START Supplied records

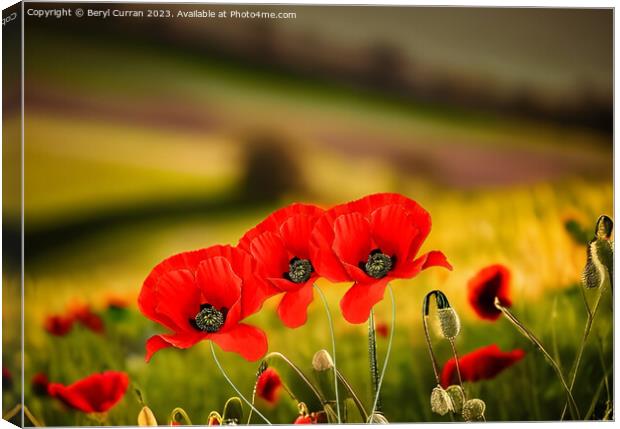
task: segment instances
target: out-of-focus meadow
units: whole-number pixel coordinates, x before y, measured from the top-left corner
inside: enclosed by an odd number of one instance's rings
[[[453,39],[443,46],[469,49],[466,69],[456,55],[453,65],[441,62],[441,40],[426,51],[409,43],[432,27],[409,27],[413,8],[379,9],[371,41],[352,30],[371,19],[369,9],[288,9],[296,20],[206,27],[180,19],[26,19],[25,404],[46,425],[95,424],[37,396],[30,380],[43,372],[67,384],[115,369],[129,374],[160,424],[175,407],[205,424],[234,392],[206,343],[145,363],[146,339],[163,331],[136,306],[150,269],[177,252],[235,244],[289,202],[329,206],[389,191],[431,213],[423,250],[441,249],[454,271],[394,282],[395,345],[382,390],[388,420],[449,420],[430,410],[435,383],[420,317],[422,297],[437,288],[461,316],[461,354],[492,343],[526,351],[497,378],[469,384],[486,401],[487,420],[559,419],[565,396],[552,368],[505,320],[477,319],[466,284],[483,266],[508,266],[514,312],[568,374],[586,320],[579,290],[586,246],[577,236],[587,241],[600,214],[613,217],[611,12],[506,9],[492,12],[497,25],[486,25],[489,11],[419,9],[439,26],[451,23]],[[520,20],[537,40],[519,41]],[[493,43],[476,49],[459,31]],[[538,44],[553,53],[536,68]],[[591,69],[580,69],[573,48],[591,56]],[[560,83],[549,78],[559,69]],[[19,148],[3,150],[10,157]],[[5,211],[18,213],[15,201]],[[569,233],[570,221],[578,233]],[[17,377],[18,277],[5,271],[3,282],[3,366]],[[339,314],[347,285],[319,284],[335,316],[339,369],[370,408],[367,328]],[[127,307],[109,307],[111,298]],[[103,333],[43,329],[46,316],[77,303],[102,316]],[[314,352],[330,347],[323,309],[315,301],[308,323],[290,330],[275,305],[250,320],[268,333],[270,351],[310,373]],[[387,300],[376,313],[389,320]],[[574,392],[582,414],[593,404],[592,418],[612,399],[612,327],[606,295]],[[379,339],[380,361],[385,343]],[[437,347],[444,362],[449,347]],[[257,365],[219,356],[251,394]],[[141,406],[132,390],[110,424],[136,424]],[[4,390],[3,412],[18,402],[17,389]],[[297,415],[284,393],[276,406],[257,406],[279,423]]]

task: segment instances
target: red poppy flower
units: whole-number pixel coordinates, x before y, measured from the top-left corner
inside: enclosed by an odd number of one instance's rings
[[[129,377],[124,372],[105,371],[89,375],[69,386],[50,383],[47,391],[67,406],[84,413],[105,413],[125,395]]]
[[[7,367],[2,367],[2,390],[9,390],[13,387],[13,376]]]
[[[186,349],[211,340],[225,351],[257,360],[267,351],[265,333],[240,323],[260,309],[265,288],[252,273],[251,256],[212,246],[180,253],[158,264],[144,281],[138,306],[171,332],[146,343],[146,360],[166,347]]]
[[[121,296],[110,295],[106,302],[108,309],[122,310],[129,307],[130,302]]]
[[[496,344],[482,347],[459,358],[459,369],[463,381],[486,380],[523,359],[525,352],[515,349],[502,352]],[[441,385],[445,388],[458,382],[456,361],[448,360],[441,371]]]
[[[501,304],[510,307],[510,271],[495,264],[483,268],[467,284],[469,303],[476,314],[487,320],[497,320],[502,314],[495,307],[495,297]]]
[[[64,336],[73,328],[73,317],[54,314],[45,318],[44,328],[52,335]]]
[[[256,261],[269,295],[283,293],[278,315],[289,328],[303,325],[308,318],[318,277],[310,258],[310,234],[322,214],[317,206],[291,204],[272,213],[239,241],[239,247]]]
[[[281,389],[282,380],[278,372],[273,368],[264,370],[256,382],[256,395],[271,405],[278,402]]]
[[[32,391],[35,395],[38,396],[46,396],[47,389],[49,387],[50,381],[47,378],[47,375],[39,372],[32,377]]]
[[[75,305],[69,314],[76,322],[98,334],[105,330],[103,319],[92,311],[88,305]]]
[[[354,281],[340,301],[346,320],[363,323],[392,279],[420,271],[452,269],[443,253],[416,257],[431,230],[431,217],[399,194],[375,194],[327,210],[312,232],[311,257],[319,275]]]

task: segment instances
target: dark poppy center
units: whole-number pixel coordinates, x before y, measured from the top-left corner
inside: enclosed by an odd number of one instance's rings
[[[292,281],[293,283],[304,283],[308,281],[314,267],[308,259],[300,259],[295,256],[290,260],[288,264],[288,272],[284,273],[284,278]]]
[[[395,258],[388,256],[381,252],[381,249],[374,249],[368,255],[368,261],[360,262],[360,268],[362,268],[366,274],[374,279],[381,279],[390,272],[394,267]]]
[[[218,310],[211,304],[203,304],[200,306],[200,311],[196,317],[190,320],[190,323],[200,331],[209,333],[217,332],[224,326],[226,313],[227,311],[225,308]]]

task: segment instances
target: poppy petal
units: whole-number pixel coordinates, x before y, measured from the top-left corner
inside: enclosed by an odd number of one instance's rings
[[[310,259],[310,234],[315,222],[315,217],[296,215],[282,223],[280,237],[292,255],[301,259]]]
[[[298,328],[308,320],[308,306],[314,298],[312,284],[287,292],[278,305],[278,315],[289,328]]]
[[[372,250],[370,225],[360,213],[347,213],[334,222],[332,249],[341,261],[357,266]]]
[[[372,307],[383,299],[385,287],[390,281],[384,277],[373,283],[355,283],[340,300],[342,315],[349,323],[364,323]]]
[[[218,332],[209,339],[222,350],[240,354],[248,361],[256,361],[267,353],[267,336],[254,326],[240,323],[227,332]]]
[[[278,235],[269,231],[260,234],[250,243],[250,250],[264,276],[279,277],[288,271],[291,258]]]
[[[418,235],[418,228],[402,206],[384,206],[370,215],[372,238],[383,253],[396,256],[403,263],[409,247]],[[398,262],[397,262],[398,264]]]
[[[200,311],[200,290],[194,276],[188,270],[170,271],[155,286],[156,322],[173,331],[183,332],[191,328],[188,319]]]
[[[206,303],[215,308],[231,308],[241,296],[242,281],[230,262],[221,257],[208,258],[200,263],[196,282]]]
[[[195,345],[200,340],[208,338],[208,334],[203,332],[187,332],[184,334],[158,334],[153,335],[146,341],[145,360],[149,362],[153,355],[166,347],[176,347],[187,349]]]

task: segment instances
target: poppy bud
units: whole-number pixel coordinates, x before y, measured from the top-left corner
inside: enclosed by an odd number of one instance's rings
[[[448,340],[453,340],[461,331],[461,321],[452,307],[437,310],[441,334]]]
[[[463,392],[463,389],[461,389],[461,386],[454,384],[452,386],[448,386],[446,393],[452,401],[454,412],[460,413],[463,410],[463,403],[465,402],[465,393]]]
[[[609,240],[611,237],[611,231],[614,228],[614,221],[609,216],[602,215],[596,221],[596,238],[601,240]]]
[[[377,424],[377,425],[387,425],[388,419],[381,413],[374,413],[372,416],[368,418],[368,423]]]
[[[211,411],[207,417],[207,426],[220,426],[222,424],[222,416],[217,411]]]
[[[334,367],[334,361],[327,350],[319,350],[312,357],[312,368],[315,371],[328,371]]]
[[[222,413],[222,424],[236,425],[243,419],[243,406],[241,405],[241,399],[238,397],[230,398],[224,405],[224,412]]]
[[[463,404],[463,420],[466,422],[475,422],[484,418],[484,410],[486,405],[481,399],[470,399]]]
[[[587,261],[583,270],[583,284],[588,289],[600,287],[606,278],[613,282],[614,276],[614,248],[610,240],[613,221],[603,215],[597,223],[595,237],[587,248]]]
[[[450,396],[441,386],[435,387],[431,393],[431,411],[440,416],[445,416],[450,411],[454,411]]]
[[[157,426],[157,419],[149,407],[142,407],[138,414],[138,426]]]

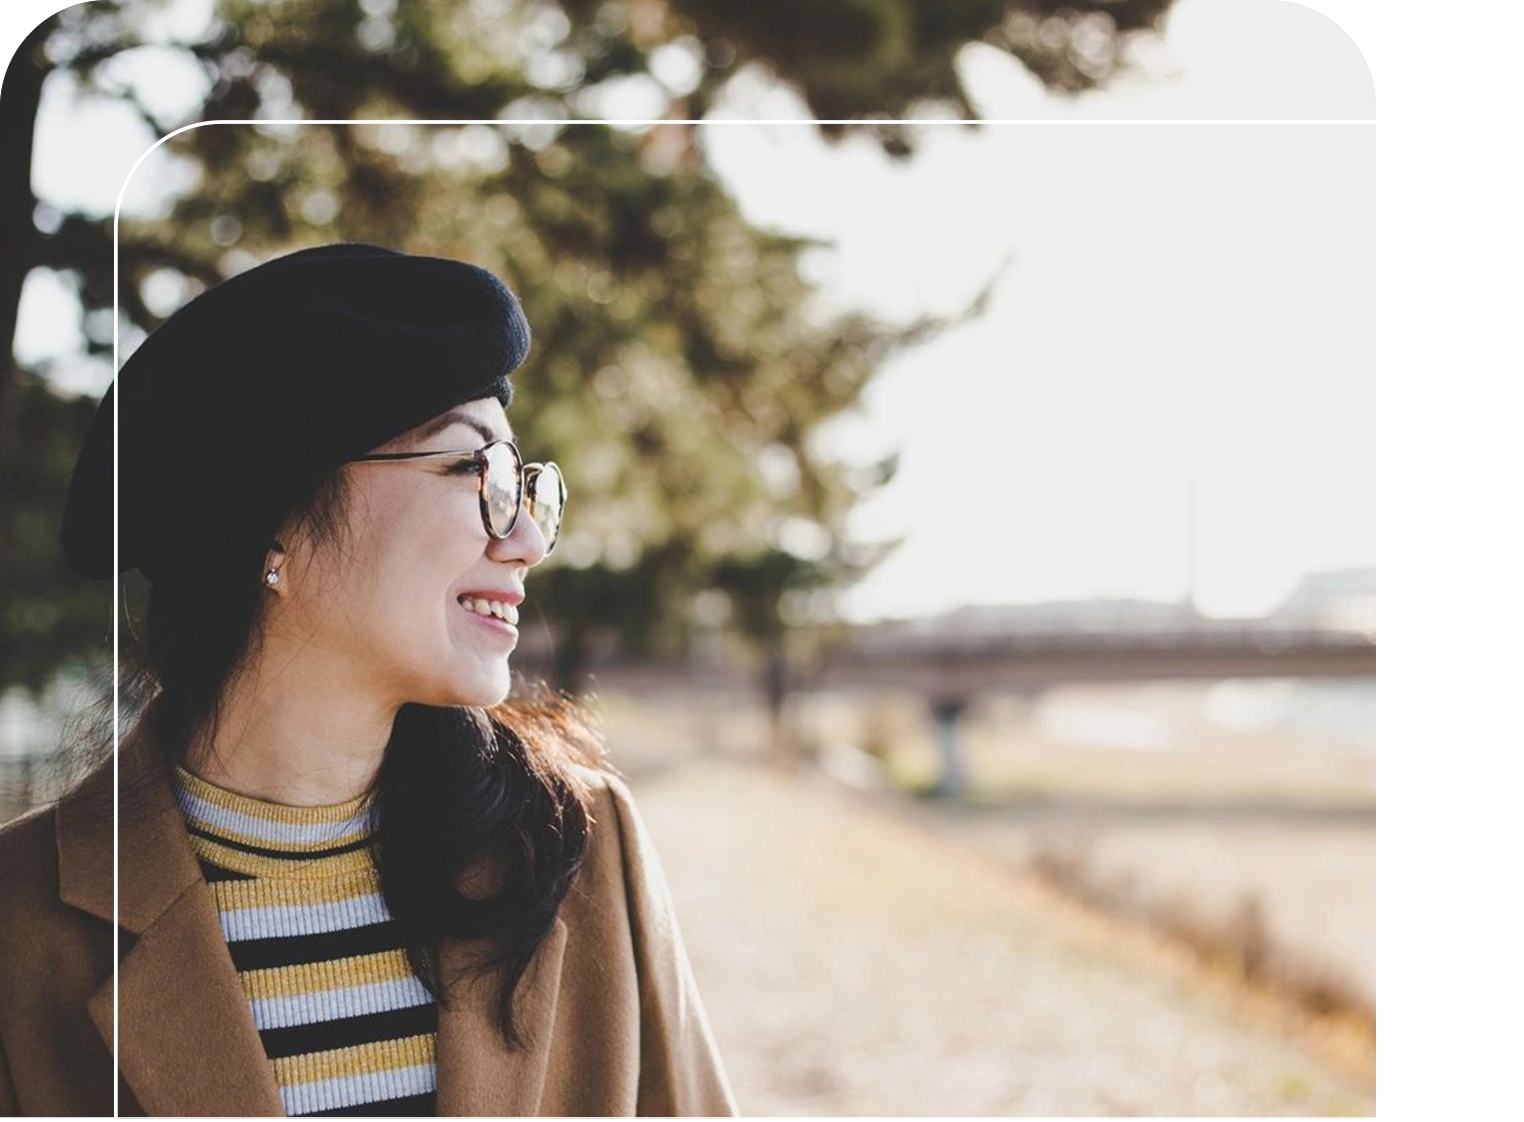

END Supplied records

= What you need to do =
When a line of the records includes "target", that line belongs in the answer.

= Your solution =
target: out-of-focus meadow
target: red poppy flower
target: dark poppy center
target: poppy petal
target: poppy bud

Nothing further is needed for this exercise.